:: Text provided ::

---

On the Lighter Side . . .

Updated: Mar 15, 2021


From time to time something happening in the world or in the media hits my funny bone in exactly the right place, and I'm moved to commentary, usually accompanied in a culminating sort of way by a very silly poem, most frequently a limerick. Some are short and to the point, some are quite long-winded. Feel free to skip either sort, depending on your mood.



1. Contagion Chic

I’ve always cheerfully adapted to the style dictates of any decade I’ve rafted through, whether it was


bell bottoms in the sixties (and Nehru jackets!) or, in the seventies, granny glasses and mutton chops. In the eighties I slept in pin-striped pajamas, and in the nineties I wore horned-rim banker frames to look like I was a baller in derivatives. And let me tell you about the aughts . . . well, maybe not. I think you get my gist. In the 2020’s one new style element I’ve noticed rapidly gaining in popularity is the surgical face mask. I like it! I saw an old woman at the supermarket today with one on, and I was surprised by how it set off her eyes, which looked worn and worried, yes, but were still pretty striking. As temperatures rise and all sorts of cataclysmic events release famine and plague across the planet, I suspect masks will become even more popular. I look forward to seeing the new designs that are bound to emerge as late-stage capitalism continues to hum along to its own music. Paisley masks? Emoji masks? Masks with the entire periodic table printed on them? Will tattoo artists turn to masks as new venues for their dragons, death-griffons, and vaguely White-Nationalist-looking post-apocalyptic hill-ogres? Who knows?

---

:: Excerpted records ::
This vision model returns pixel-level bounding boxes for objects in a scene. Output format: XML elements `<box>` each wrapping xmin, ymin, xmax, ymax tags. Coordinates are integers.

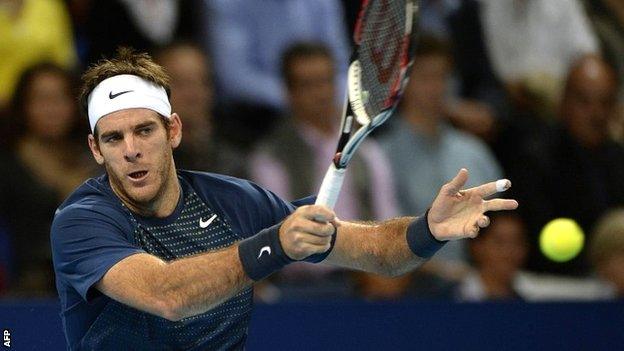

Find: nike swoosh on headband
<box><xmin>108</xmin><ymin>90</ymin><xmax>134</xmax><ymax>100</ymax></box>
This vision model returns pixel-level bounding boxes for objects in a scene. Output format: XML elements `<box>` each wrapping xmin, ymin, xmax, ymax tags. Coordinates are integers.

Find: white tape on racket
<box><xmin>496</xmin><ymin>179</ymin><xmax>511</xmax><ymax>193</ymax></box>
<box><xmin>315</xmin><ymin>163</ymin><xmax>346</xmax><ymax>209</ymax></box>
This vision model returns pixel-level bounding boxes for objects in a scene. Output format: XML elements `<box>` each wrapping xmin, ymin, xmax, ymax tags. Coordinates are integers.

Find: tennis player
<box><xmin>51</xmin><ymin>50</ymin><xmax>517</xmax><ymax>350</ymax></box>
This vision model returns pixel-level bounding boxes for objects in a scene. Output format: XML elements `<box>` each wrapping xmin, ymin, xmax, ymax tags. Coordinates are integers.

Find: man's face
<box><xmin>89</xmin><ymin>108</ymin><xmax>181</xmax><ymax>209</ymax></box>
<box><xmin>562</xmin><ymin>62</ymin><xmax>616</xmax><ymax>147</ymax></box>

---

:: Problem to solve ::
Using the text, answer these:
1. Which kind of poem most often accompanies the writer's commentary?
2. What did the writer sleep in during the eighties?
3. Where did the writer see an old woman wearing a surgical face mask?
Rely only on the text for your answers.

:: Task answer ::
1. A limerick.
2. Pin-striped pajamas.
3. At the supermarket.